---- EXERCISE MATERIALS

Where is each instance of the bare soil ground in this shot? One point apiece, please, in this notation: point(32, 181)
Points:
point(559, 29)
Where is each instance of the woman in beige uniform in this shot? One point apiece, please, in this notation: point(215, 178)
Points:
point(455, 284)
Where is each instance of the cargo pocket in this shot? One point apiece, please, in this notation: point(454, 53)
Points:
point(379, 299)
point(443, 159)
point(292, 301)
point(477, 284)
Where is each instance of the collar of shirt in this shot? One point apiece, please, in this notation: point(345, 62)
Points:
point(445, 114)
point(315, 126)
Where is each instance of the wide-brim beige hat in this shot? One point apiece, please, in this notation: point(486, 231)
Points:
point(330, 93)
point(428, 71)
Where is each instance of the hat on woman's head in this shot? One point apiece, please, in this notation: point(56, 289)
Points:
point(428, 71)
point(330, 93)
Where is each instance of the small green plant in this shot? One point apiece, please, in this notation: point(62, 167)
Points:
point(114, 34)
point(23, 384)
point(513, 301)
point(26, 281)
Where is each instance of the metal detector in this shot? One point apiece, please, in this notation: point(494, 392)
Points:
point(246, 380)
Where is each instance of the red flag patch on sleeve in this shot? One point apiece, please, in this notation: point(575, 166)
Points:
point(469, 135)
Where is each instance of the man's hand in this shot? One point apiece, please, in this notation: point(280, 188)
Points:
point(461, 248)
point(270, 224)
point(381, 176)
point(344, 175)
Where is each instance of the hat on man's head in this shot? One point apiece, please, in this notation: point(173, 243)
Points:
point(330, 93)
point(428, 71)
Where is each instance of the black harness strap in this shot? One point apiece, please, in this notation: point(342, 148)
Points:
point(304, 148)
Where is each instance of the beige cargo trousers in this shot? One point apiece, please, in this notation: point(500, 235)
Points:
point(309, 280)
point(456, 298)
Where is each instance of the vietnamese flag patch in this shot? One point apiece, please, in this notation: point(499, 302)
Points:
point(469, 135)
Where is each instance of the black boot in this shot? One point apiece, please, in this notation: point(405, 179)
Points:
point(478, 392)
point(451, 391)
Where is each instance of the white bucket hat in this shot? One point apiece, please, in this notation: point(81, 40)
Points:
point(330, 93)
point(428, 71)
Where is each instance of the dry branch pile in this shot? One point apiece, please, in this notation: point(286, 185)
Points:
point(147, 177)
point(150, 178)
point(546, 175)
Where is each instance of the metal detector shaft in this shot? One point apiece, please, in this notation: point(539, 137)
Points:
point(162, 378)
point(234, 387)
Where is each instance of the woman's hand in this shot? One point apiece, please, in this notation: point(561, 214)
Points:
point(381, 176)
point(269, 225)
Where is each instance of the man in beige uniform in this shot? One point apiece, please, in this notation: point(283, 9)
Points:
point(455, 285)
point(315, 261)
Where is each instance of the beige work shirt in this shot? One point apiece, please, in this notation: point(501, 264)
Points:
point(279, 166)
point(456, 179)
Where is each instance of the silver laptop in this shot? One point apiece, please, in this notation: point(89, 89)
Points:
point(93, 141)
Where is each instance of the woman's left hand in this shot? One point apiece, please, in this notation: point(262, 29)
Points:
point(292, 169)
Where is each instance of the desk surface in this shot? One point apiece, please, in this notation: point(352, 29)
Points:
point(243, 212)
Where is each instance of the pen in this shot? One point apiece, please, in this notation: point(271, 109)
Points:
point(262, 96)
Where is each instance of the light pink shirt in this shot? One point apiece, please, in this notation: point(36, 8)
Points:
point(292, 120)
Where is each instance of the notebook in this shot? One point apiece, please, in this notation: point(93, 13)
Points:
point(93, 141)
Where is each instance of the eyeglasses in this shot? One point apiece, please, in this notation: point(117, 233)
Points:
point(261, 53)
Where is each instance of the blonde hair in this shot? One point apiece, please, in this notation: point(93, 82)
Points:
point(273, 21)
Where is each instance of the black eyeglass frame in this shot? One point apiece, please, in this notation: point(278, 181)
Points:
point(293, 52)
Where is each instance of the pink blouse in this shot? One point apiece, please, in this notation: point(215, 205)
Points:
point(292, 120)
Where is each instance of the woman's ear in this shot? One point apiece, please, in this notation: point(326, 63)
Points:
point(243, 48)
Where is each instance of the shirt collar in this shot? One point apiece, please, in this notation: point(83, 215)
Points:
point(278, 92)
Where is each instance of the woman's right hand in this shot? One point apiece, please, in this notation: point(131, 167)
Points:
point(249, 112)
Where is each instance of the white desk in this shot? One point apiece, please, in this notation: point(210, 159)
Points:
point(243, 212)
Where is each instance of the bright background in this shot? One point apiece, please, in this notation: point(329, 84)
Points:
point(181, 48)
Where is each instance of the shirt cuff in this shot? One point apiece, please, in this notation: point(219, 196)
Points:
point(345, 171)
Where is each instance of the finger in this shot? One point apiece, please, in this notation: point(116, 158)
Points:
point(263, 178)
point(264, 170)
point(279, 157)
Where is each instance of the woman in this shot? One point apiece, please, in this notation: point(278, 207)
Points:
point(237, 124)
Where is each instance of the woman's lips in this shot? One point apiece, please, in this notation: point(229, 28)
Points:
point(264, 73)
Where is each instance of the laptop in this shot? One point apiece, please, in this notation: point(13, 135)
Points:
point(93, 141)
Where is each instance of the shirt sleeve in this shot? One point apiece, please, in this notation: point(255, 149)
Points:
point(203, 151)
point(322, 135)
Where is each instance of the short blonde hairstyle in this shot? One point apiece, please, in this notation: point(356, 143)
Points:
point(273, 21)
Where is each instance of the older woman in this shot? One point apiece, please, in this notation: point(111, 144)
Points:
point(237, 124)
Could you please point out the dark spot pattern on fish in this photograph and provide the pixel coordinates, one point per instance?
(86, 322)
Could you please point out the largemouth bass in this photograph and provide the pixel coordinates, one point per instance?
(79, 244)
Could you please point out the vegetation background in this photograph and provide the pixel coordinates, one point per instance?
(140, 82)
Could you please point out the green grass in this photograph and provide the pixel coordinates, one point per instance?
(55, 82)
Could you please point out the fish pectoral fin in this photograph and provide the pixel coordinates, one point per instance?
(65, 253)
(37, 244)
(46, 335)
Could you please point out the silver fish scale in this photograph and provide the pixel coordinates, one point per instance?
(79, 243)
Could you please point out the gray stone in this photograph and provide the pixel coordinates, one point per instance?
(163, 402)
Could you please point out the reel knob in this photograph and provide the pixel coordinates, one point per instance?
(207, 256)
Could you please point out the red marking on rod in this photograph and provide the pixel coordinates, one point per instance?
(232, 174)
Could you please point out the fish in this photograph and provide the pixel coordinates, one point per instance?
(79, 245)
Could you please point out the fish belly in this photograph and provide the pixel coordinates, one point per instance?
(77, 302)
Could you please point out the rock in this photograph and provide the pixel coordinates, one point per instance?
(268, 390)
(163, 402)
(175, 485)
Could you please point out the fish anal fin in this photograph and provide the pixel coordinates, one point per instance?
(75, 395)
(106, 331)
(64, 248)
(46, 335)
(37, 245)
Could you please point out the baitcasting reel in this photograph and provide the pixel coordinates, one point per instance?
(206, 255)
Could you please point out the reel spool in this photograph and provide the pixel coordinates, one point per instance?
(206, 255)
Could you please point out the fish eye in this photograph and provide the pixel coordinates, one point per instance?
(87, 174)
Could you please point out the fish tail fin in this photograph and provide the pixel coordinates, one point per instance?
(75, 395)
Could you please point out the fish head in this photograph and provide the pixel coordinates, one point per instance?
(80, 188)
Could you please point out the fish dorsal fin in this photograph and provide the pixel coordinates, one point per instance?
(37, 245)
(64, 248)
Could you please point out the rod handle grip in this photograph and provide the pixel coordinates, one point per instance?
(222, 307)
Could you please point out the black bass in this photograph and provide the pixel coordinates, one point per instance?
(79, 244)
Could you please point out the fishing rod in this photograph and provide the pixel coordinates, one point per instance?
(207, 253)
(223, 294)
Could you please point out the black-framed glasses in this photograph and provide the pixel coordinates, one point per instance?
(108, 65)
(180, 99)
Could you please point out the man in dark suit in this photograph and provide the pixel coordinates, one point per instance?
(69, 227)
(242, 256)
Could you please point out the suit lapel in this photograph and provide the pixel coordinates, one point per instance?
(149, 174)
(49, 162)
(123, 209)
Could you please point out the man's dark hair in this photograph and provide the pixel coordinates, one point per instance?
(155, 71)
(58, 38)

--------

* _REQUIRED WORK_: If a line in the entries above contains the word "patch", copy it.

* _TASK RESULT_:
Where is each instance of the red flag patch on sleeve in this shot? One point apiece, please, in this notation: point(575, 166)
Where is each instance of the vietnamese flag patch in this shot? One point apiece, please, in this notation: point(499, 302)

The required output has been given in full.